▶ Reading text:
++++++++

# does circuit for 50amp welder need neutral



## wiggs (Apr 12, 2006)

I am running a circuit for a 50 amp welder.I went the extra mile and purchased copper.Unknowing I just assumed I needed a three wire,until I looked at the plug to the welder.I found the matching receptical which only has two vertical slots and one round,with one of the verticals being larger.It looks just like a standard single receptical.None of the slots are on any kind of angle they are straight up and down.The receptical is just larger,and with one of the slots bigger than the other.Does this receptical need a neutral or just two hots and a ground?I ran a #6-3 copper wire.Should I just use the red and black for hots and ignore the neutral(white wire)?MY question is does a 50 amp welder need a neutral?


----------



## jwhite (Mar 12, 2006)

A 50 amp welder, or any other large appliance for that matter, may or may not need a neutral. You need to check the mfg spces.

++++++++

▶ Supplied information:
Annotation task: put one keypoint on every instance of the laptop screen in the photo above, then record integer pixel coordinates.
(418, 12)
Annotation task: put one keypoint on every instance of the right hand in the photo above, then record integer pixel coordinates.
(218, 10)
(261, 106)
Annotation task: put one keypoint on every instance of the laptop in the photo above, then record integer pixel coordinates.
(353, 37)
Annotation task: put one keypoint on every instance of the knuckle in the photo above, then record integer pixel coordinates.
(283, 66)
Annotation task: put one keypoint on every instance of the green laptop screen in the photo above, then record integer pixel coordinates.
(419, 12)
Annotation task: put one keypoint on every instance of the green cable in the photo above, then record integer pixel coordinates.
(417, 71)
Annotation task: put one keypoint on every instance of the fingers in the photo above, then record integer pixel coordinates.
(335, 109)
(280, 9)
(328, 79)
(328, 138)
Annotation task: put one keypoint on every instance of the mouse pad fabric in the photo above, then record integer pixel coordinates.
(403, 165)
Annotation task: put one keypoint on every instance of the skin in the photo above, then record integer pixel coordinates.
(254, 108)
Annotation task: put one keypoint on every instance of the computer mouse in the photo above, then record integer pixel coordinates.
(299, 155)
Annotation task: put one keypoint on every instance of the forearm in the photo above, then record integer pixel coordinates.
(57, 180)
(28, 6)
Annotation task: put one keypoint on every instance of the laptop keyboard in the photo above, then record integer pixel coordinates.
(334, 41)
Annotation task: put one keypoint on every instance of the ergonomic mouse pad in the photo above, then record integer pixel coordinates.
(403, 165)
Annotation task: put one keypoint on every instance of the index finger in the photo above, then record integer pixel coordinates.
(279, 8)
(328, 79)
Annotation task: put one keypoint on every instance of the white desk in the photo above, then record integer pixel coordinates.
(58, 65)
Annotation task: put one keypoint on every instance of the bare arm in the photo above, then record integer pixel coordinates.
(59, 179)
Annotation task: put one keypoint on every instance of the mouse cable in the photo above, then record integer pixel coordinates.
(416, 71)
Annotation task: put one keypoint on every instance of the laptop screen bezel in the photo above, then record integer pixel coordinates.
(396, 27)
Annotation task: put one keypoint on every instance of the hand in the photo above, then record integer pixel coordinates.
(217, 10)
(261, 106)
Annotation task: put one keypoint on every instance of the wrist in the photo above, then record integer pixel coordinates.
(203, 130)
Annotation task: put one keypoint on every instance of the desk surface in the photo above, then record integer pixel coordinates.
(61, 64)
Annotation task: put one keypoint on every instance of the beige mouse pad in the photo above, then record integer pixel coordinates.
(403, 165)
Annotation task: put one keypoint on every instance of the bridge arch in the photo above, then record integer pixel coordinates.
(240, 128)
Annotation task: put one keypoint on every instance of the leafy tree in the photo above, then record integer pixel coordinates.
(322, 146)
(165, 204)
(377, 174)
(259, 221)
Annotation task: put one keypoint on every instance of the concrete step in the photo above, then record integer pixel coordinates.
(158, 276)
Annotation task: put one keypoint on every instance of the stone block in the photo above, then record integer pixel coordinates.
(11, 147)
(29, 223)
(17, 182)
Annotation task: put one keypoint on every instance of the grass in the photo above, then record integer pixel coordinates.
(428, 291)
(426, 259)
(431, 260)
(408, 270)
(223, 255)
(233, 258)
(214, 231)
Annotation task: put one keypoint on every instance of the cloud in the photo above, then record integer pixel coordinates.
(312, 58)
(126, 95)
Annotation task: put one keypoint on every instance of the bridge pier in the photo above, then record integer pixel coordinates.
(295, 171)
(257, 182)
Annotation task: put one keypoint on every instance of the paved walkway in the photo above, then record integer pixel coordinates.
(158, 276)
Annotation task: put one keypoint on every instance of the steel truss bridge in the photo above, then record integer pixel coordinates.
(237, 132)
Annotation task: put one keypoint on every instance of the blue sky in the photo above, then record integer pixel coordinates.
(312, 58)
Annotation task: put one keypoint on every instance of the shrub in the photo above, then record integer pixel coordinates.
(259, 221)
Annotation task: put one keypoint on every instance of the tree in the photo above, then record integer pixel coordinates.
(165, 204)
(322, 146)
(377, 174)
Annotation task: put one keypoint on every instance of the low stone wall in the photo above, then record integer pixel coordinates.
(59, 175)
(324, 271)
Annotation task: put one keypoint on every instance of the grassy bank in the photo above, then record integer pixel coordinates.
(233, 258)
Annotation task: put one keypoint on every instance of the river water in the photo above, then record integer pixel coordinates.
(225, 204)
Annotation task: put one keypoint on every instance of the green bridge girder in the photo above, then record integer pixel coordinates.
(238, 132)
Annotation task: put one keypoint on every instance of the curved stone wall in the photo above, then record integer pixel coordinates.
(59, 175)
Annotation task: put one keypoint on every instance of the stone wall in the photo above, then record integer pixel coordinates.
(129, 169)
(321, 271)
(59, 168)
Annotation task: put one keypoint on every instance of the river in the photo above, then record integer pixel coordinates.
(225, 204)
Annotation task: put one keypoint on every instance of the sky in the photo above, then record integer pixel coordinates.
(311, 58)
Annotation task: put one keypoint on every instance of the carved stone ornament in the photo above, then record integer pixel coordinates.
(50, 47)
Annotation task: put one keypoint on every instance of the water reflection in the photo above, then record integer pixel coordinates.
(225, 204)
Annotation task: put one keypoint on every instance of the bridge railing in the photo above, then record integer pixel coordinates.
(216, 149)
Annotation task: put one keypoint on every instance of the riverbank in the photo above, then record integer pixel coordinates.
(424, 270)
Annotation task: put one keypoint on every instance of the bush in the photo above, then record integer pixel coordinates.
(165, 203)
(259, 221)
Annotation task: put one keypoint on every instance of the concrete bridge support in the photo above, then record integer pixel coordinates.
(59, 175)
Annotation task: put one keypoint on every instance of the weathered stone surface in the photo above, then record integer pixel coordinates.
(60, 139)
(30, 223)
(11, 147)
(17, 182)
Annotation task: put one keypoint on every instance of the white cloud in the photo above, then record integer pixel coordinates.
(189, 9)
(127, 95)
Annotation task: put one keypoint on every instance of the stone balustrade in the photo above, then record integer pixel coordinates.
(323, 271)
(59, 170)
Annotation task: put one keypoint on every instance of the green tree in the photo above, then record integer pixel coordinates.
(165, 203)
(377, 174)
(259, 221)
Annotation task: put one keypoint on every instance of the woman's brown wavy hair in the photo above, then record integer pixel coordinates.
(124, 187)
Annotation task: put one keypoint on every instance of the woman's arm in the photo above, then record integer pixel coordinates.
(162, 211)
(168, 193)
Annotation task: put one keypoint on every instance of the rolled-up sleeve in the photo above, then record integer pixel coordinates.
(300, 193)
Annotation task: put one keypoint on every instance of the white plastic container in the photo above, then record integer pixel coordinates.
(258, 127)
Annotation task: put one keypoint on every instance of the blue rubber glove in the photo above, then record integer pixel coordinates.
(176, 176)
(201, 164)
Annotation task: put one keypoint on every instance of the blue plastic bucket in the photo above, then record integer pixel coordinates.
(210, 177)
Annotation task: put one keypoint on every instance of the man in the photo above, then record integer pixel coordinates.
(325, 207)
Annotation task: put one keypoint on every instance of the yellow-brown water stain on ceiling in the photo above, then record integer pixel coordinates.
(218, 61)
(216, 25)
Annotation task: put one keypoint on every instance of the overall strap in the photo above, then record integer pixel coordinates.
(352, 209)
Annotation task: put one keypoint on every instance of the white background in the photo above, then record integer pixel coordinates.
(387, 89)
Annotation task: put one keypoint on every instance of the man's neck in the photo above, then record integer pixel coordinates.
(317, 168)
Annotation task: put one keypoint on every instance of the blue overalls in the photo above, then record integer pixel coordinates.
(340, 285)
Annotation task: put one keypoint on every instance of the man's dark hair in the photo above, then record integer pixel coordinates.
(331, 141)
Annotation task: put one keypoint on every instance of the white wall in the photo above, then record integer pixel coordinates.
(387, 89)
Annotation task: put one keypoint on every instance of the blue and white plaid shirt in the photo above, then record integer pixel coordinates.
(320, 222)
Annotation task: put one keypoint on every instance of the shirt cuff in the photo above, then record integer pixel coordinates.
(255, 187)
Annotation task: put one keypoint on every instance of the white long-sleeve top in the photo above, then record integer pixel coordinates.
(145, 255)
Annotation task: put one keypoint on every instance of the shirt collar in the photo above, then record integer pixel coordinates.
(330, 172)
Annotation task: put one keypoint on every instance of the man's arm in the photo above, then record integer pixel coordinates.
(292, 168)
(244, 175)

++++++++

▶ Short problem 1: In the thread about the 50 amp welder circuit, what wire did the first poster run?
▶ Short problem 2: Pick up the thread about the 50 amp welder circuit after its final sentence and keep it going.

▶ Exercise result 1: #6-3 copper wire.

▶ Exercise result 2:
I would suspect from what you posted about the cord cap that this one does not, but I can't tell for my self from here.

There should be a NEMA configuration on the cord cap. If you post that I can look it up for you. Reads like what you have is a NEMA 6-50 R That would be 50 amp 240V single phase with ground and no neutral.


----------



## Speedy Petey (Feb 1, 2004)

Exactly, you have a typical 50 amp/250v stick welder. 
Use the red, black and ground, and cap off the white on both ends.


----------



## wiggs (Apr 12, 2006)

I forgot to mention it was a arc/stick welder.I have already bought the receptical,and on the box it mentions NEMA-6-50R/EEMAC 6-50R and 50A-250V 2 pole,3- wire grounding AL- CU. Does the al-cu mean copper or aluminum? Thanks for the replies.


----------



## jwhite (Mar 12, 2006)

yes the cu/al means either copper or aluminum wire can be used on that device.

so speedy is right just cap the white wire at both ends.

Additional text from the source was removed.